Thai troubles take some off the gloss away from Tesco’s UK turnaround

Russ Mould
3 October 2018

“An eleventh consecutive increase in like-for-like sales in the UK, a strong performance from £4 billion acquisition Booker and a 67% increase in the interim dividend are not proving enough for Tesco shareholders, as the (adjusted) operating profit figure has undershot analysts’ forecasts by some 5%,” says Russ Mould, AJ Bell Investment Director.

“A sixth straight drop in like-for-like sales in Asia, where boss Dave Lewis flags Thailand as a particularly difficult market, and a second consecutive year-on-year fall in Central Europe are partly to blame here.

“This may add further fuel to the debate over whether Tesco is still too complex a company, despite all of the work done by Mr Lewis and his team to get the company back to basics after its failed experiments with Dobbies Garden Centre and the Giraffe restaurant chain, among others.

“The Booker deal is clearly designed to drive both sales growth and margins across the group while the launch of the new Jack’s chain is designed to tackle the threat posed by the discounters head on.

“Yet both initiatives will keep management very busy at a time when competing in the UK grocery market with Morrison, Sainsbury and rival online offerings is a full-time job in itself.

----

SET EXERCISE A =
Answer from the Tesco commentary:
(i) By roughly what percentage did the adjusted operating profit figure fall short of analysts' forecasts?
(ii) Which market does Dave Lewis flag as particularly difficult?
(iii) What is the name of the new chain launched to take on the discounters?
SET EXERCISE B = Which geographic places or regions does the Tesco commentary mention? List every one.
SET EXERCISE C = Reproduce the passage of the Tesco commentary starting with "Thai troubles take" and going on through "to blame here.".
The lines after this point come from an unrelated source.

MATERIAL =
----

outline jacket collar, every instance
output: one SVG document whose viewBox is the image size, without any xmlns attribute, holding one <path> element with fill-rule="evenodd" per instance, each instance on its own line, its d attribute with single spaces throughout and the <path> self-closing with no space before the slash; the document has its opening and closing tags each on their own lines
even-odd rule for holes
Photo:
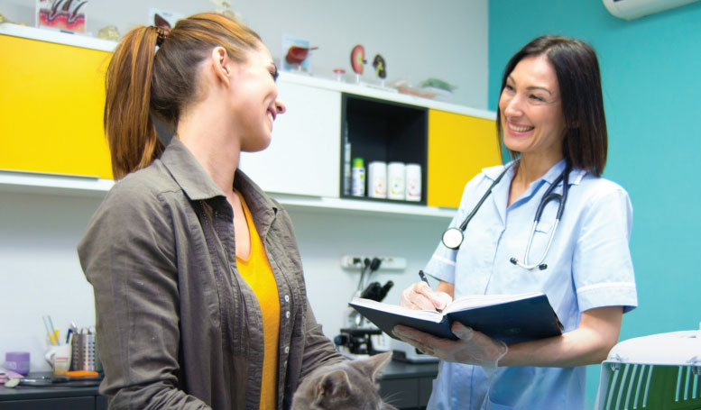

----

RESULT A =
(i) Some 5%
(ii) Thailand
(iii) Jack's

RESULT B = UK, Asia, Thailand, Central Europe

RESULT C =
Thai troubles take some off the gloss away from Tesco’s UK turnaround

Russ Mould
3 October 2018

“An eleventh consecutive increase in like-for-like sales in the UK, a strong performance from £4 billion acquisition Booker and a 67% increase in the interim dividend are not proving enough for Tesco shareholders, as the (adjusted) operating profit figure has undershot analysts’ forecasts by some 5%,” says Russ Mould, AJ Bell Investment Director.

“A sixth straight drop in like-for-like sales in Asia, where boss Dave Lewis flags Thailand as a particularly difficult market, and a second consecutive year-on-year fall in Central Europe are partly to blame here.